== The problem ==
All records below are to be duplicated exactly, with every picture excluded.

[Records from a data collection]

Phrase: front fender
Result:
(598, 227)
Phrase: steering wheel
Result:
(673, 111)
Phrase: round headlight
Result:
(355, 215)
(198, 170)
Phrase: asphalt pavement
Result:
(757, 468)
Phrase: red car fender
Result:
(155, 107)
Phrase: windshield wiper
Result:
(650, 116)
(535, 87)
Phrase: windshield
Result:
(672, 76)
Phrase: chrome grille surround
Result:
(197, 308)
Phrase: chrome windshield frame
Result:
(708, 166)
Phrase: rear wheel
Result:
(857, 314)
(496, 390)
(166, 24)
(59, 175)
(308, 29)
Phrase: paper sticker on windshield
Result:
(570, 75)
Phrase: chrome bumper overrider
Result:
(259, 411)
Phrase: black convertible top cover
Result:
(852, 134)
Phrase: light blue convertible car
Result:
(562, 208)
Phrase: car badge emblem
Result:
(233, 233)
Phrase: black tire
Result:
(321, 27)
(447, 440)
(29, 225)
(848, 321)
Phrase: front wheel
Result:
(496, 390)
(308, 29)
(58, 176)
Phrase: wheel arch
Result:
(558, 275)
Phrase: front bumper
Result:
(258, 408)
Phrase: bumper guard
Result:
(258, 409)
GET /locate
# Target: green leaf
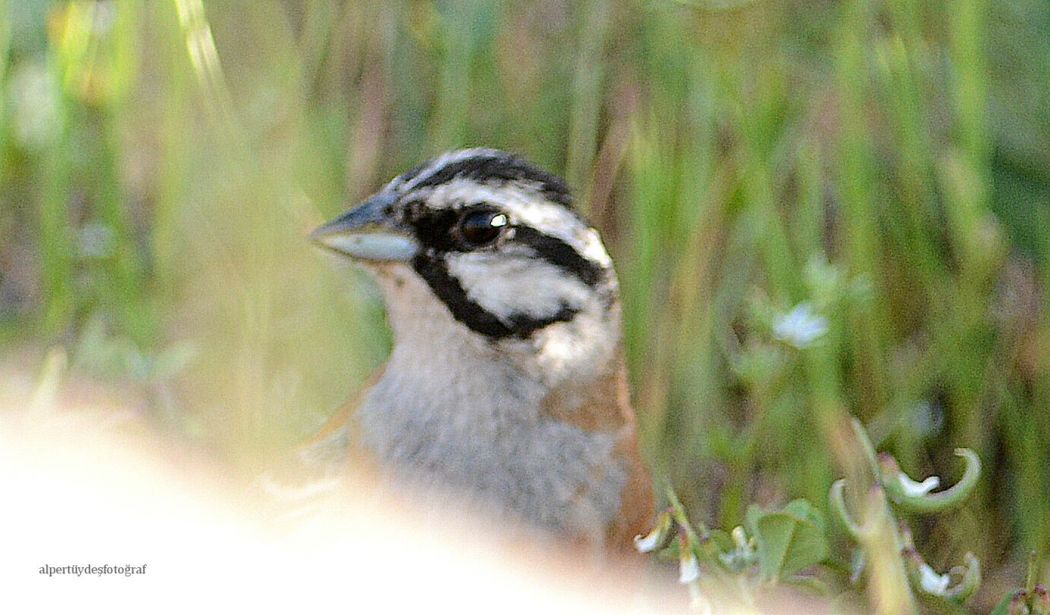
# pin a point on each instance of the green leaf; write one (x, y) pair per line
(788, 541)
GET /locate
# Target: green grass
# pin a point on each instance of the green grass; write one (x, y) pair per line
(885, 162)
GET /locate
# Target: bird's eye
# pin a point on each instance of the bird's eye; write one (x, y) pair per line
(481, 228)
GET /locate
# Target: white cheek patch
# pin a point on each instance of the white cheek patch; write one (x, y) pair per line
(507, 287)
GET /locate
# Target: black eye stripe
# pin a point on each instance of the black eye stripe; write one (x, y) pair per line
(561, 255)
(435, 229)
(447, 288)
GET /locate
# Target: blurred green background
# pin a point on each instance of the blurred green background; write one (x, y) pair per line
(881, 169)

== Result for this exercise ==
Phrase: front fender
Result:
(598, 227)
Phrase: steering wheel
Result:
(673, 111)
Phrase: round headlight
Result:
(355, 215)
(198, 170)
Phrase: asphalt pavement
Result:
(757, 468)
Phrase: red car fender
Result:
(155, 107)
Phrase: windshield wiper
Result:
(650, 116)
(535, 87)
Phrase: windshield
Result:
(672, 76)
Phrase: chrome grille surround
Result:
(197, 308)
Phrase: chrome windshield frame
Result:
(708, 166)
Phrase: rear wheel
Result:
(857, 314)
(496, 390)
(166, 24)
(59, 175)
(308, 29)
Phrase: paper sticker on windshield
Result:
(570, 75)
Phrase: chrome bumper overrider
Result:
(259, 411)
Phrase: black convertible top cover
Result:
(852, 134)
Phrase: light blue convertible car
Result:
(562, 208)
Phrase: car badge emblem
Result:
(233, 233)
Phrase: black tire
Result:
(321, 27)
(447, 440)
(29, 225)
(848, 321)
Phrase: front wheel
Result:
(496, 390)
(308, 29)
(58, 176)
Phrase: wheel arch
Result:
(558, 275)
Phrase: front bumper
Result:
(258, 408)
Phrase: bumper guard
Result:
(258, 409)
GET /locate
# Target: green leaf
# pin a point on each instance of the green leaf; write one (x, y) pair per line
(788, 541)
GET /locate
# Target: green grass
# pin a point on each instance of the green grass; write one (x, y) pair per line
(885, 162)
GET /locate
# Target: bird's eye
# pin a point on each instance of the bird's eye; write one (x, y) pair per line
(481, 228)
GET /locate
# Target: white cheek patch
# pin a point on each instance of the white cheek patch; write one (x, y) pair per line
(507, 287)
GET /locate
# Target: black eye stripe
# pin a point on each instance of the black eye stripe; write one (x, y) pair per line
(561, 255)
(435, 229)
(447, 288)
GET /locate
# Target: blurred green background
# pin a point on each instance of the blurred green background; write one (x, y) pair per line
(881, 169)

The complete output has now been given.